(Records from a collection)
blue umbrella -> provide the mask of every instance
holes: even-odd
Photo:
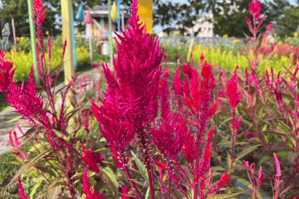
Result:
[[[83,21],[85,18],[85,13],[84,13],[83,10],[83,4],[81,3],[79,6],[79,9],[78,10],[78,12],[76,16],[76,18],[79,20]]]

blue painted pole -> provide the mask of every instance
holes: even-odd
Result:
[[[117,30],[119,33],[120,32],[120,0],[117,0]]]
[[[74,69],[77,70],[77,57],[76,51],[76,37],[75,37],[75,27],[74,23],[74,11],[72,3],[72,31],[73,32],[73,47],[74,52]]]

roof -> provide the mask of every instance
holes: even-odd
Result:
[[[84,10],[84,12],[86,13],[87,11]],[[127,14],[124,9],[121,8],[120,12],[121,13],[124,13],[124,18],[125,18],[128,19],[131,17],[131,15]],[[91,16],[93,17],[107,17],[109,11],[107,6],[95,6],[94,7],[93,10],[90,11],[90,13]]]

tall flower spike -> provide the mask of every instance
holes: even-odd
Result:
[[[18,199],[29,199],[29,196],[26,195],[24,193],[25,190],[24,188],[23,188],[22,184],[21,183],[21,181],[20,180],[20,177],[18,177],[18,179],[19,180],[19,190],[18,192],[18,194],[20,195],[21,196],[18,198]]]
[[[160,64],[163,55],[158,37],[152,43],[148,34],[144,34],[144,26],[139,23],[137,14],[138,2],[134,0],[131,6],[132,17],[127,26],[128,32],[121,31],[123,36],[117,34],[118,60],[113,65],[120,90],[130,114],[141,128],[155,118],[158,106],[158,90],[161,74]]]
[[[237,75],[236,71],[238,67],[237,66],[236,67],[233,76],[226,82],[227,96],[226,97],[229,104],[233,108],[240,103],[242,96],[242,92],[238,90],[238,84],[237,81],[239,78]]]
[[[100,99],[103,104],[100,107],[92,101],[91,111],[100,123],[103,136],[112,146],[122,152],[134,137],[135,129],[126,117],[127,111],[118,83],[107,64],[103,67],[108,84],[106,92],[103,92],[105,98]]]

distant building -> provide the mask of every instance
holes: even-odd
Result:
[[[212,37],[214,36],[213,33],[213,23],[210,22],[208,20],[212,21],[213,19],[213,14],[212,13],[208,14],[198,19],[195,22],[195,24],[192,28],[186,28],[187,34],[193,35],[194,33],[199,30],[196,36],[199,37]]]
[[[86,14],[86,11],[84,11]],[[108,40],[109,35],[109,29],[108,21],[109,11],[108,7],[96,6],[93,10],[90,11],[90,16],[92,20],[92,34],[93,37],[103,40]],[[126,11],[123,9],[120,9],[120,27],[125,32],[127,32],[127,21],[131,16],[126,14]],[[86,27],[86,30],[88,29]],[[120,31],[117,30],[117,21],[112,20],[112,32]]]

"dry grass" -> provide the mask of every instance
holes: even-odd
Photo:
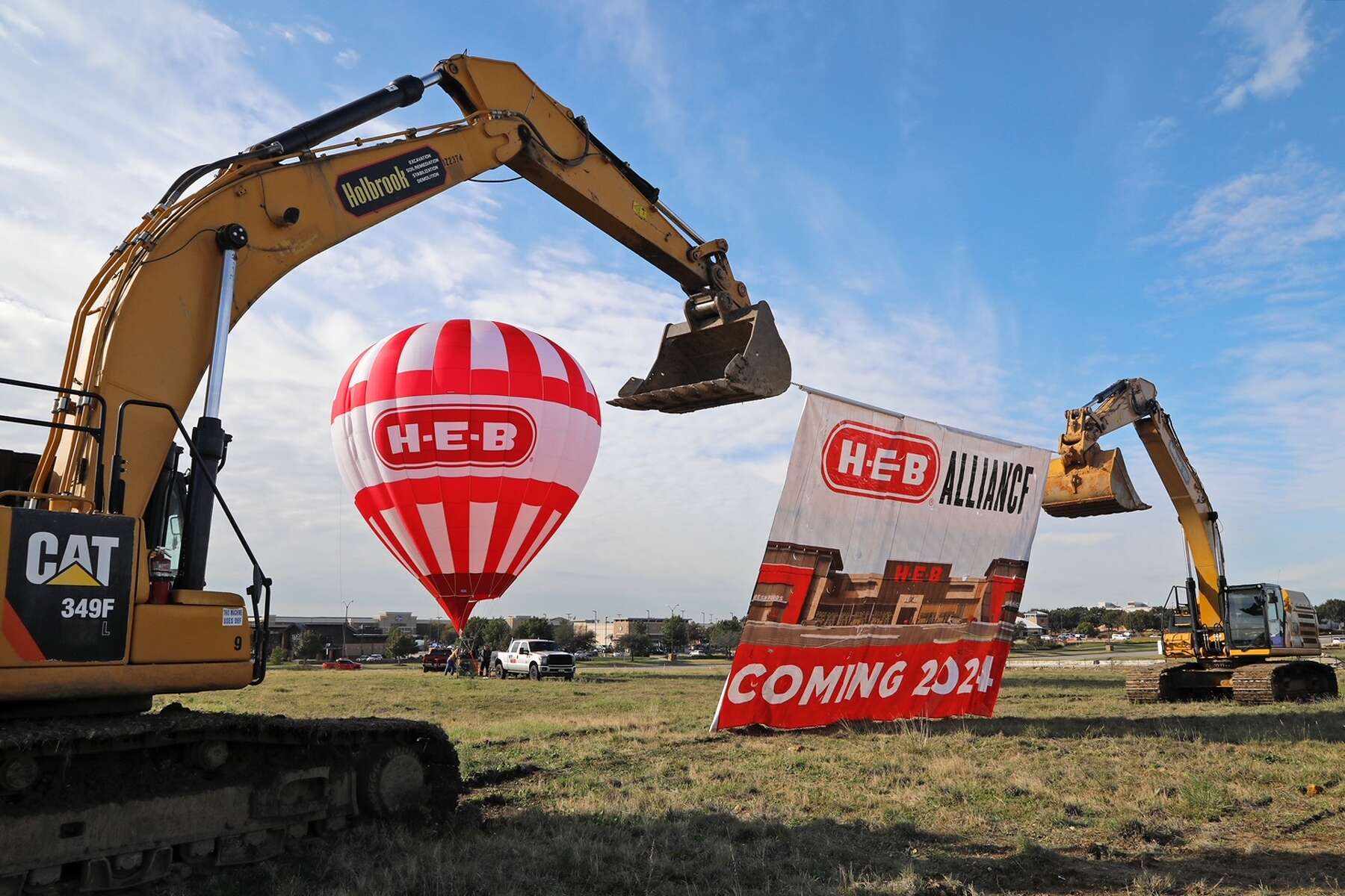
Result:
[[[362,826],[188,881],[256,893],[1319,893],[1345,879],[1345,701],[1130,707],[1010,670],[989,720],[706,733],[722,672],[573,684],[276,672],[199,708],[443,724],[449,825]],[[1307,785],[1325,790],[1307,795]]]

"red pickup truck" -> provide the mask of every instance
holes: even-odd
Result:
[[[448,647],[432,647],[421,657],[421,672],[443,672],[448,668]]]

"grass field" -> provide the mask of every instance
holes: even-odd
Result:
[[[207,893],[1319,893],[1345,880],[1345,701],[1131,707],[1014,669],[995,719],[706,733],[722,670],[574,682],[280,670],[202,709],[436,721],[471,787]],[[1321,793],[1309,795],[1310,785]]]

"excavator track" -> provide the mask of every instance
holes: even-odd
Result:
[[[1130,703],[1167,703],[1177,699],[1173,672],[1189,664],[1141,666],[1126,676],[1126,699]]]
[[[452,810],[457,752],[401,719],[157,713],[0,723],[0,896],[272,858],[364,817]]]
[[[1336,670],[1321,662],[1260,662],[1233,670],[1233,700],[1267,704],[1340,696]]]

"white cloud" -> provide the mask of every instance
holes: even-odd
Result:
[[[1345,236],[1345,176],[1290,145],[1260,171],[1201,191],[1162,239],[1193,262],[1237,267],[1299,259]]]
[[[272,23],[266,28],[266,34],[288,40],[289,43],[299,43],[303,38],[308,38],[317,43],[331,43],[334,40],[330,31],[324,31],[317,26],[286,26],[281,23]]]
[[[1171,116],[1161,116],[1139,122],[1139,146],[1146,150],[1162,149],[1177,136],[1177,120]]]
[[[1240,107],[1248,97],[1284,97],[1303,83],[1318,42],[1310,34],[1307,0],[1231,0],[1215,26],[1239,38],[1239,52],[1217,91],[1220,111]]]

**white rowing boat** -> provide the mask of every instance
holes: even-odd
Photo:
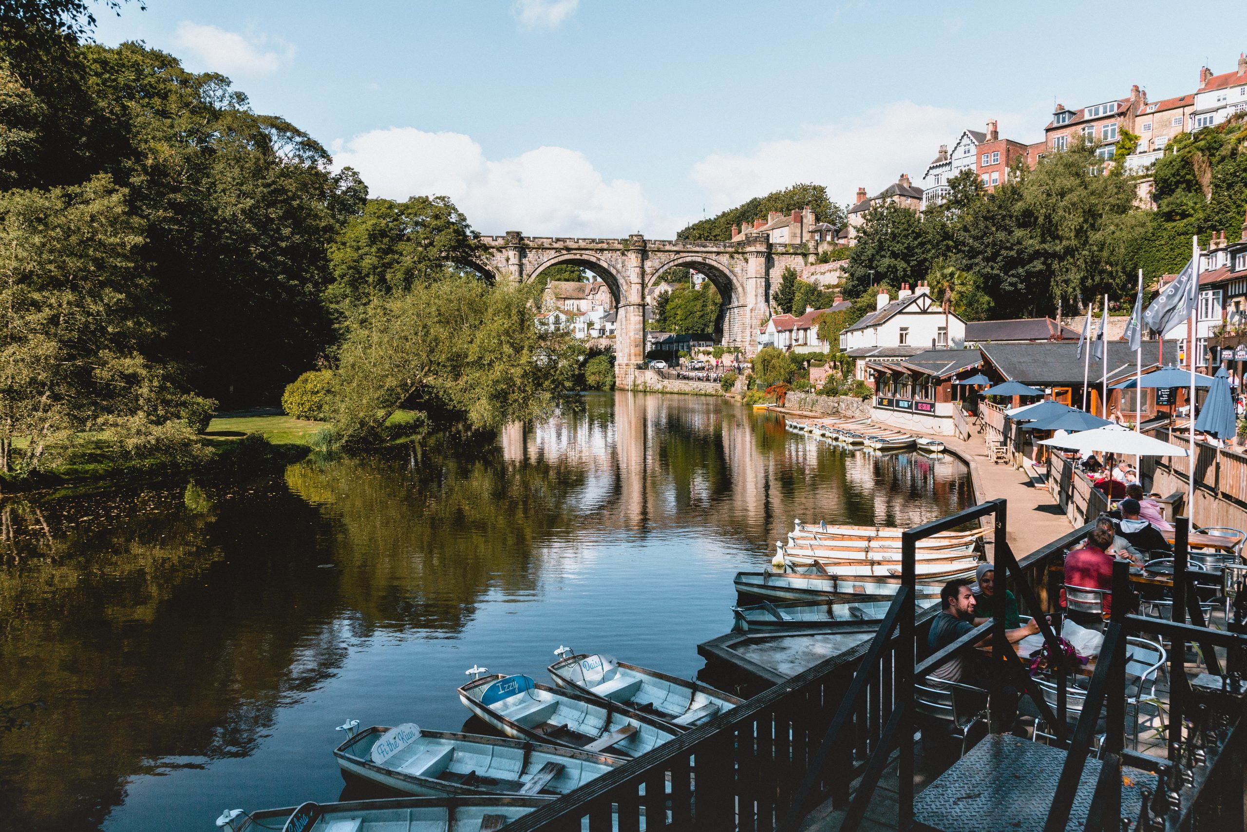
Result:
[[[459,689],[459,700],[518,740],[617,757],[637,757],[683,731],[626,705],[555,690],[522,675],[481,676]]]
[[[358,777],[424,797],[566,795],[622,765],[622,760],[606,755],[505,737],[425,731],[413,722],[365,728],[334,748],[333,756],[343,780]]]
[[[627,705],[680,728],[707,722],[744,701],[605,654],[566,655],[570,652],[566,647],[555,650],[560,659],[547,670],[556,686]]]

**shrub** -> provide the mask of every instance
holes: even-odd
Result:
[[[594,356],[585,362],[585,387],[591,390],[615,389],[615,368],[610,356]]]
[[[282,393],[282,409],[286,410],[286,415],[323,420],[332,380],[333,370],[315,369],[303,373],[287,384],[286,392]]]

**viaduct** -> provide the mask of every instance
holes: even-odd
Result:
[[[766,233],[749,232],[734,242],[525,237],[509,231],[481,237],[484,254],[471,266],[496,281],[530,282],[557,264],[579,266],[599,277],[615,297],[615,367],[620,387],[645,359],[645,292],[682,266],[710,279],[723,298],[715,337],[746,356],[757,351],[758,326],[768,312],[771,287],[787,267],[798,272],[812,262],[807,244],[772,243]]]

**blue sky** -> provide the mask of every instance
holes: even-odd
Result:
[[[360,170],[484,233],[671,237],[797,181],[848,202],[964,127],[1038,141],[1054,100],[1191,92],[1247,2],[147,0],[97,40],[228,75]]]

---

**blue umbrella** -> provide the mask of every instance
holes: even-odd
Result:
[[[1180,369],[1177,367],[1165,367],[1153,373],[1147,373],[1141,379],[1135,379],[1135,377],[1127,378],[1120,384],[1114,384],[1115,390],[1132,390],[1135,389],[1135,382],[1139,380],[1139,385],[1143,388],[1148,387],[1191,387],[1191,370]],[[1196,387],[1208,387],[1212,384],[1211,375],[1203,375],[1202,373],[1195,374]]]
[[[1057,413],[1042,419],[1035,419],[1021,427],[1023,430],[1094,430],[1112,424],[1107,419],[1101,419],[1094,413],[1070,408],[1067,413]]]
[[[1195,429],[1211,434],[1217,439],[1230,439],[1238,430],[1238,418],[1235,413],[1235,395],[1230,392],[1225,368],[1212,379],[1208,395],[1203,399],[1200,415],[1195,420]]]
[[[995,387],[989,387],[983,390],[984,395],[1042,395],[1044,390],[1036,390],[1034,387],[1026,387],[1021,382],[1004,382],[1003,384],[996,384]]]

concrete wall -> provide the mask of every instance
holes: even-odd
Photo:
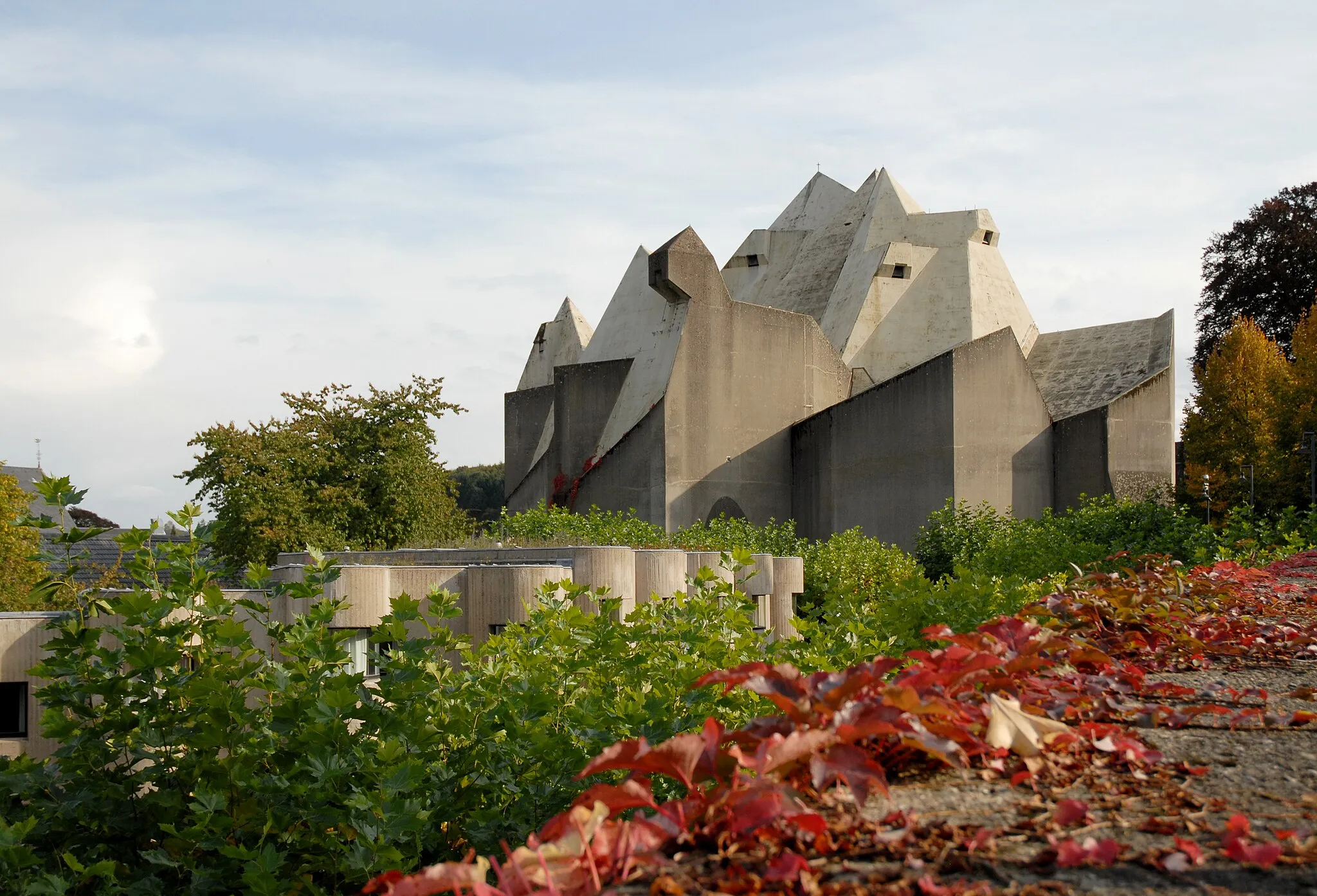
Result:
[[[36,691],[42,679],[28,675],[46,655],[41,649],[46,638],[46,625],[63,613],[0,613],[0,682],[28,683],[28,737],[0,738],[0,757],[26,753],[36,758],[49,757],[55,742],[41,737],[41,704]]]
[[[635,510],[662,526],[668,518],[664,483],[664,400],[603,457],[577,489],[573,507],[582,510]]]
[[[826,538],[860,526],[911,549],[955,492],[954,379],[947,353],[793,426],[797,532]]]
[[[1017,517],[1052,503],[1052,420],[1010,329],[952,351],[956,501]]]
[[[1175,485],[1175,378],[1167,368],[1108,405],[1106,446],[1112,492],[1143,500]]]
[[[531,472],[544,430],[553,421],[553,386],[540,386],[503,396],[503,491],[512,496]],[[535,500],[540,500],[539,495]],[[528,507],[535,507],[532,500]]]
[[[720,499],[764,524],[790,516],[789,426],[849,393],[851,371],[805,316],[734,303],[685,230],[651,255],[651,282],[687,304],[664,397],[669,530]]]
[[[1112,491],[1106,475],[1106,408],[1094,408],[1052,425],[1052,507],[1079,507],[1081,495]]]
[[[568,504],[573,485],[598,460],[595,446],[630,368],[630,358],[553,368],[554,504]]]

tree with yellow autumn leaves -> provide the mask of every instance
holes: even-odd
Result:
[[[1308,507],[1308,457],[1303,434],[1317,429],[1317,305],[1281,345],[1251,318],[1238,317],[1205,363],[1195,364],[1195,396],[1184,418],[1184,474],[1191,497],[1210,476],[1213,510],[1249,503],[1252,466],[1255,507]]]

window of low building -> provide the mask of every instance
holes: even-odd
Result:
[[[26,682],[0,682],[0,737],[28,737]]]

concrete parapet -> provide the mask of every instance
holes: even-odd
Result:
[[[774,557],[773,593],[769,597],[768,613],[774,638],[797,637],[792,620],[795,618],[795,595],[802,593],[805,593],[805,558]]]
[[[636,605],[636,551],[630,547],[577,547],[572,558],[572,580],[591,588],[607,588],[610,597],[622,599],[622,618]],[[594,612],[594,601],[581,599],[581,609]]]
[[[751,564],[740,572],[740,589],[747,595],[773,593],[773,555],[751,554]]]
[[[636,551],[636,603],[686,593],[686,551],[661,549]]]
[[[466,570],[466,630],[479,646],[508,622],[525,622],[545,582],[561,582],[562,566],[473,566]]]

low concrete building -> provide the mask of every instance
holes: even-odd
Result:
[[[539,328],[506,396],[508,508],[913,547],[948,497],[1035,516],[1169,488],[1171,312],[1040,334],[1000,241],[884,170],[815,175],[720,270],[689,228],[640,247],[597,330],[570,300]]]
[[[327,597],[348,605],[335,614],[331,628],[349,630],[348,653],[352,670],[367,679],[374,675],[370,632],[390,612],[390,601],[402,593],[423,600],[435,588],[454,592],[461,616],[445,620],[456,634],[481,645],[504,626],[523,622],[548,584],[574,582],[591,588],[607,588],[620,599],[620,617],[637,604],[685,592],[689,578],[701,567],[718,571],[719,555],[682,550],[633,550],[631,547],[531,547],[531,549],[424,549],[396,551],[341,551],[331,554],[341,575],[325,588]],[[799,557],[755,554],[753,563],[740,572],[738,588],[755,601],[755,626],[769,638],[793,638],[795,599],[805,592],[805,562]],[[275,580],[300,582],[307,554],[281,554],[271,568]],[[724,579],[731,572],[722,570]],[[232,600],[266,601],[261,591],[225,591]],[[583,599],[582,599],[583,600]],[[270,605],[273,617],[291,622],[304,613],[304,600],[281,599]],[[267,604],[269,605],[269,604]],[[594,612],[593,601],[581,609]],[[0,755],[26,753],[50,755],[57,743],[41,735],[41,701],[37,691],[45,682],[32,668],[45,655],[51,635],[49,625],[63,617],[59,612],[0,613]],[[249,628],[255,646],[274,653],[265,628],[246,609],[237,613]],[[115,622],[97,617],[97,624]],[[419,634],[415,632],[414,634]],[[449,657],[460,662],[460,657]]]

---

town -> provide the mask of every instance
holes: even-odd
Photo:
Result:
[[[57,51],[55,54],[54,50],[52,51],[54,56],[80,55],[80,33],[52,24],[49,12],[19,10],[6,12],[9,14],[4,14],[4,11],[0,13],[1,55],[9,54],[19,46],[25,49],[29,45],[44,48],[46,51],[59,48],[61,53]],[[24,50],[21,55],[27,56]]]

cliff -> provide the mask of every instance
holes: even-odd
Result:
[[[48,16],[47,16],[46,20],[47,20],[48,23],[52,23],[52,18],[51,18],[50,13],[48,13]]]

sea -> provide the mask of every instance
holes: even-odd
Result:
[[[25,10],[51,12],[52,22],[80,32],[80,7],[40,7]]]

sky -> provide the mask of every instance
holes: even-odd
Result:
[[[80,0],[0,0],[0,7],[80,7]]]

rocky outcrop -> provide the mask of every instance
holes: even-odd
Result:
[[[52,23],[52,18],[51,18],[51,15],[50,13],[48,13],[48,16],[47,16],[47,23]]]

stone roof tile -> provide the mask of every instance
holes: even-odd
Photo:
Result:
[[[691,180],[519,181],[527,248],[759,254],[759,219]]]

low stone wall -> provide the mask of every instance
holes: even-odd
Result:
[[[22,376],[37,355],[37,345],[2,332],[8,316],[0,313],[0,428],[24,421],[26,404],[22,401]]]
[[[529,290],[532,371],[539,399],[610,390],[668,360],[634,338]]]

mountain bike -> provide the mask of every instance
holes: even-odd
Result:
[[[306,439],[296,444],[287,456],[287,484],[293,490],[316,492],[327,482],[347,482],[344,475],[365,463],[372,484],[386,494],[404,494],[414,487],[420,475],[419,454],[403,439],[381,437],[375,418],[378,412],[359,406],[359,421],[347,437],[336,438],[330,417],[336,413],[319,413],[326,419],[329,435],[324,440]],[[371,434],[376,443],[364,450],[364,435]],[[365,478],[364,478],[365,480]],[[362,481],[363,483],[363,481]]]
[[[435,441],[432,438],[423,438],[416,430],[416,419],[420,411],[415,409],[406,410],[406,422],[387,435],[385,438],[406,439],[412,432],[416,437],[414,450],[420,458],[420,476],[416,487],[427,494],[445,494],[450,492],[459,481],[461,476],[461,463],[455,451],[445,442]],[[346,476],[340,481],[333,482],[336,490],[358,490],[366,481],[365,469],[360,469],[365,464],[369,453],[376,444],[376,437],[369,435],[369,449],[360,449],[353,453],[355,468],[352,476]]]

**BRIEF**
Collect every line in the records above that contains the word "roof" and copy each one unchanged.

**SOLVED PROBLEM**
roof -> provide the mask of every instance
stone roof tile -> provide the mask of every instance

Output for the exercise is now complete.